>> BEGIN RECORDS FOR THE EXERCISE

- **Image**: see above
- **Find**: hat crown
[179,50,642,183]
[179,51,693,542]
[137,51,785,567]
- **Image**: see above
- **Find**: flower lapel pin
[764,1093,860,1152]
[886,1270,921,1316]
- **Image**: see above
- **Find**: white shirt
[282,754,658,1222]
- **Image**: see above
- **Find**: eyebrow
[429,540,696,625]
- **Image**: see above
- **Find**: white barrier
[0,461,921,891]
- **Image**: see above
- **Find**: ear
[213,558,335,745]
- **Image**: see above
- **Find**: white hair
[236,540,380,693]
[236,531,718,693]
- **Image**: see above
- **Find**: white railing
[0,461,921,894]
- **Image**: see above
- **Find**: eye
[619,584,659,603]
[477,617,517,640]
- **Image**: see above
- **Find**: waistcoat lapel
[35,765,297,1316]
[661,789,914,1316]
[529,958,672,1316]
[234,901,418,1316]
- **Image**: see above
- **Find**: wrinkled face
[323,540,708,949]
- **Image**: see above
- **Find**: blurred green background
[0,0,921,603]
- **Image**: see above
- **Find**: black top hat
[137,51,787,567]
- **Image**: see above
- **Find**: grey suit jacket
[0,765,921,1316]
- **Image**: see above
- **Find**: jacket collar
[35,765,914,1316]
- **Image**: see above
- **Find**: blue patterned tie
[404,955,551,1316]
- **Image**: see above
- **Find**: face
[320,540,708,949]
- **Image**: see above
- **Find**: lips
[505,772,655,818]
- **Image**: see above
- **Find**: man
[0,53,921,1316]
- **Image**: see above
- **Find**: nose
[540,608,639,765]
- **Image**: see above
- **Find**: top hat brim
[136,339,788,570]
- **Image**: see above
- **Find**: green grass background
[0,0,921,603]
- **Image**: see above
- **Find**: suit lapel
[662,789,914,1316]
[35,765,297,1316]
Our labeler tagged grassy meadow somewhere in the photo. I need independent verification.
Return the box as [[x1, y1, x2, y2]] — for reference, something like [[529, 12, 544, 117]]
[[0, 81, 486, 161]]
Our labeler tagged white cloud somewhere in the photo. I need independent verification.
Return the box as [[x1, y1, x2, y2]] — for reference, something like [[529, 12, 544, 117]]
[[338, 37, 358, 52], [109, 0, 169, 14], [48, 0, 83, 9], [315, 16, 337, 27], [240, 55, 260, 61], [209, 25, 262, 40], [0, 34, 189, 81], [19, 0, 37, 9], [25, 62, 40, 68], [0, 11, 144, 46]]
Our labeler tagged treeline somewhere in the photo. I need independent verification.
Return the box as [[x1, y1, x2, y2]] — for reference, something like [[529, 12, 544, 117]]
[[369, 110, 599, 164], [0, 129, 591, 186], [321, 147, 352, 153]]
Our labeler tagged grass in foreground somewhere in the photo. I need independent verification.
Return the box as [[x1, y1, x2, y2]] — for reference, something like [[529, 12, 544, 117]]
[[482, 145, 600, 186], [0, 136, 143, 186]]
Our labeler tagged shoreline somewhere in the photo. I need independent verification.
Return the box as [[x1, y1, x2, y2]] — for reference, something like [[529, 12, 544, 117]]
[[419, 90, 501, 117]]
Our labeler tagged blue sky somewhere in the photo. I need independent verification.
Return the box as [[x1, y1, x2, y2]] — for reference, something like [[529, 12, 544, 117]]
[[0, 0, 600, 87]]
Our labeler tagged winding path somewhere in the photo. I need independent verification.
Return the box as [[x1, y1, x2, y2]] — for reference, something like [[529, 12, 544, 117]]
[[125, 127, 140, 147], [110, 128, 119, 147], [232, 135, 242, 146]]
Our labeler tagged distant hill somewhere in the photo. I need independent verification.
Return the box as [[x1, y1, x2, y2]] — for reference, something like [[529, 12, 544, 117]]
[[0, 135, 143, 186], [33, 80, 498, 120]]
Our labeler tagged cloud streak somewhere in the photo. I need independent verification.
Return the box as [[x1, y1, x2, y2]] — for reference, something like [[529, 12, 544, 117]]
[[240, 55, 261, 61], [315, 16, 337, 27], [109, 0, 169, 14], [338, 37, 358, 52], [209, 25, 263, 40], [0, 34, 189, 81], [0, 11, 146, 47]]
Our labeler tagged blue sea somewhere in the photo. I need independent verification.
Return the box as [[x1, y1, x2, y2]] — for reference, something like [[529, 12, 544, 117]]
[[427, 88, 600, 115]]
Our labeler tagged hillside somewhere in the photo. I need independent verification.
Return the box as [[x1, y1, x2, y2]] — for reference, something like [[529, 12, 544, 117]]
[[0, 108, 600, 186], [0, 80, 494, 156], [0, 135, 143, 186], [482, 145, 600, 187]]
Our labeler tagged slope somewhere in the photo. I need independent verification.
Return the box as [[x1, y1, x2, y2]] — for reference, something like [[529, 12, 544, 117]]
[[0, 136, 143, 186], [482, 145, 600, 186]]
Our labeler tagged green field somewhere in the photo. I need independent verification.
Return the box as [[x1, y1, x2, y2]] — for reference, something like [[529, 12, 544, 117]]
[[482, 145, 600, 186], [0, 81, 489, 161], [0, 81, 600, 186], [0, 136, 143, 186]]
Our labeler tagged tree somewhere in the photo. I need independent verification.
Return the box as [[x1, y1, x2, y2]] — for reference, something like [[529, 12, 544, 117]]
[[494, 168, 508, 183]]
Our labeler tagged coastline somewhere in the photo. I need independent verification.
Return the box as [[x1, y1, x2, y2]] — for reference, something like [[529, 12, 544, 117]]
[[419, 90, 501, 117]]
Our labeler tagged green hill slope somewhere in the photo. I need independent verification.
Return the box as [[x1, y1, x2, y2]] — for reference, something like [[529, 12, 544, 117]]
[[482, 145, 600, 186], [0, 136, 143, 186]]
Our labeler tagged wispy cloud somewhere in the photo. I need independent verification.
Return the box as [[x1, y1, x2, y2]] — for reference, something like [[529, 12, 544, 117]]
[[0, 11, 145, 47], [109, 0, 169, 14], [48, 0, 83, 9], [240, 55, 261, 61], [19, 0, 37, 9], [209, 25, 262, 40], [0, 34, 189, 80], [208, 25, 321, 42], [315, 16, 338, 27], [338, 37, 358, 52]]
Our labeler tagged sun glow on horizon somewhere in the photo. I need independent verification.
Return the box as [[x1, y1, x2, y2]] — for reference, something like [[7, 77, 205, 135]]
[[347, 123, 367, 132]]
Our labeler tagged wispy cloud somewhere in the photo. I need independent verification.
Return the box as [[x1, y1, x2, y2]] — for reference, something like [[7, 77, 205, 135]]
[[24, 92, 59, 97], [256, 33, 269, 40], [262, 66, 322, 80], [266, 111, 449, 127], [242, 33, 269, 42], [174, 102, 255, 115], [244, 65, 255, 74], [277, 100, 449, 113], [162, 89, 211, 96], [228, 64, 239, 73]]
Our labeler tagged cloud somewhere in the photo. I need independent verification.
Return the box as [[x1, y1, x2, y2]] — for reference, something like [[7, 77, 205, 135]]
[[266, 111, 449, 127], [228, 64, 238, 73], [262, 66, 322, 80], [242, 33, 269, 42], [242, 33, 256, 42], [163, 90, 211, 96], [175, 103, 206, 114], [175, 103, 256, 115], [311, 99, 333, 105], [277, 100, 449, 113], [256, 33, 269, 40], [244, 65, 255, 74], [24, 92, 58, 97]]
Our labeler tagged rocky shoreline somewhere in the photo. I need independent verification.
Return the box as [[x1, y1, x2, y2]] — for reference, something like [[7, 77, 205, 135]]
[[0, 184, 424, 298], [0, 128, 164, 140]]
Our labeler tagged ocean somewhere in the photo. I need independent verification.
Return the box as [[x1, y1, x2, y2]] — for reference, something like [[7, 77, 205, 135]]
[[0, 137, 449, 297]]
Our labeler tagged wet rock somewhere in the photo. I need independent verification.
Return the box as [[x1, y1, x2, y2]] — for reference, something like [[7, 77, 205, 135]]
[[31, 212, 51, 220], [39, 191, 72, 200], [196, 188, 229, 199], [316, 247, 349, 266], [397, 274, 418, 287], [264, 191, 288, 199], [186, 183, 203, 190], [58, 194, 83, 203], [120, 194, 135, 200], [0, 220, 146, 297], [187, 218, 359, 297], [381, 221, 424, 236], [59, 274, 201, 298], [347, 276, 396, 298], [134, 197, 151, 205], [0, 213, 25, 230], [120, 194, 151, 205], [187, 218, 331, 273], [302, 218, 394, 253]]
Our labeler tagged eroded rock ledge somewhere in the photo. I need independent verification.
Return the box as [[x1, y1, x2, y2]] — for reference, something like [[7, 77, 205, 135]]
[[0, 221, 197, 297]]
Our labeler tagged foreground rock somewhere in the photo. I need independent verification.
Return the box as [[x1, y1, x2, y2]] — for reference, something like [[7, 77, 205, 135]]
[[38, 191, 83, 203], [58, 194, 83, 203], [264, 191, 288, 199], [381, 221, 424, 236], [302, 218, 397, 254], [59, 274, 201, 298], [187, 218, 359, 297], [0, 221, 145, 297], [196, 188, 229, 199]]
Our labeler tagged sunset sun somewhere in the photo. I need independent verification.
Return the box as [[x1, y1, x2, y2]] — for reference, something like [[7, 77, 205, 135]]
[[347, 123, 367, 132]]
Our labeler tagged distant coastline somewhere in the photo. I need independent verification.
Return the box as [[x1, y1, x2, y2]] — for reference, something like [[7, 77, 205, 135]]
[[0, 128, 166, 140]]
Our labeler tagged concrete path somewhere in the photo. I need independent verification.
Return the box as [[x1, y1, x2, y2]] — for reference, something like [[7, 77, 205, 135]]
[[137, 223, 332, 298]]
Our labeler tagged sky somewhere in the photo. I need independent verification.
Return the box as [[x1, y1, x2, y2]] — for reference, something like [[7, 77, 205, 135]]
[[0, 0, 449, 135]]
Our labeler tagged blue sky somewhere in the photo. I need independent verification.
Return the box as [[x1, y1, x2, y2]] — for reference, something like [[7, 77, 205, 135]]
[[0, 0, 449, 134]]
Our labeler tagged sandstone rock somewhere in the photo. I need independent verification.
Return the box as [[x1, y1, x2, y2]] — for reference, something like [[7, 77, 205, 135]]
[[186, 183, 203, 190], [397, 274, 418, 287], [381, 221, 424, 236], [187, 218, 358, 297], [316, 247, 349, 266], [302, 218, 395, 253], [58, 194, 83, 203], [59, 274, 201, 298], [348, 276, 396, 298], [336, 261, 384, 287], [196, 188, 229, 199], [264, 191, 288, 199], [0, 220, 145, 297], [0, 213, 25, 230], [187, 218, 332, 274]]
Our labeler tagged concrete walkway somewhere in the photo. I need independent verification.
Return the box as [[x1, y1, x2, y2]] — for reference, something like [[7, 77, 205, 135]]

>> END RECORDS FOR THE EXERCISE

• **JOB**
Update the records from the line containing "Our labeler tagged sandstone" through the end, changing "concrete walkway" to "paved footpath" and leaving the rest unchanged.

• **COMPLETED TASK**
Our labeler tagged sandstone rock somewhere in the photo. I need independent verification.
Return the box as [[x1, y1, x2, y2]] — for reference, something like [[7, 77, 205, 135]]
[[186, 183, 203, 190], [397, 274, 418, 287], [381, 221, 424, 236], [187, 218, 358, 297], [316, 247, 349, 266], [302, 218, 395, 253], [58, 194, 83, 203], [59, 274, 201, 298], [348, 276, 396, 298], [336, 261, 384, 287], [196, 188, 229, 199], [264, 191, 288, 199], [0, 220, 145, 297], [0, 213, 25, 230], [187, 218, 332, 274]]
Our labeler tagged paved footpath somewhere in the photo. I need independent verification.
Return the box as [[x1, y1, x2, y2]] — for reference, something like [[7, 77, 205, 135]]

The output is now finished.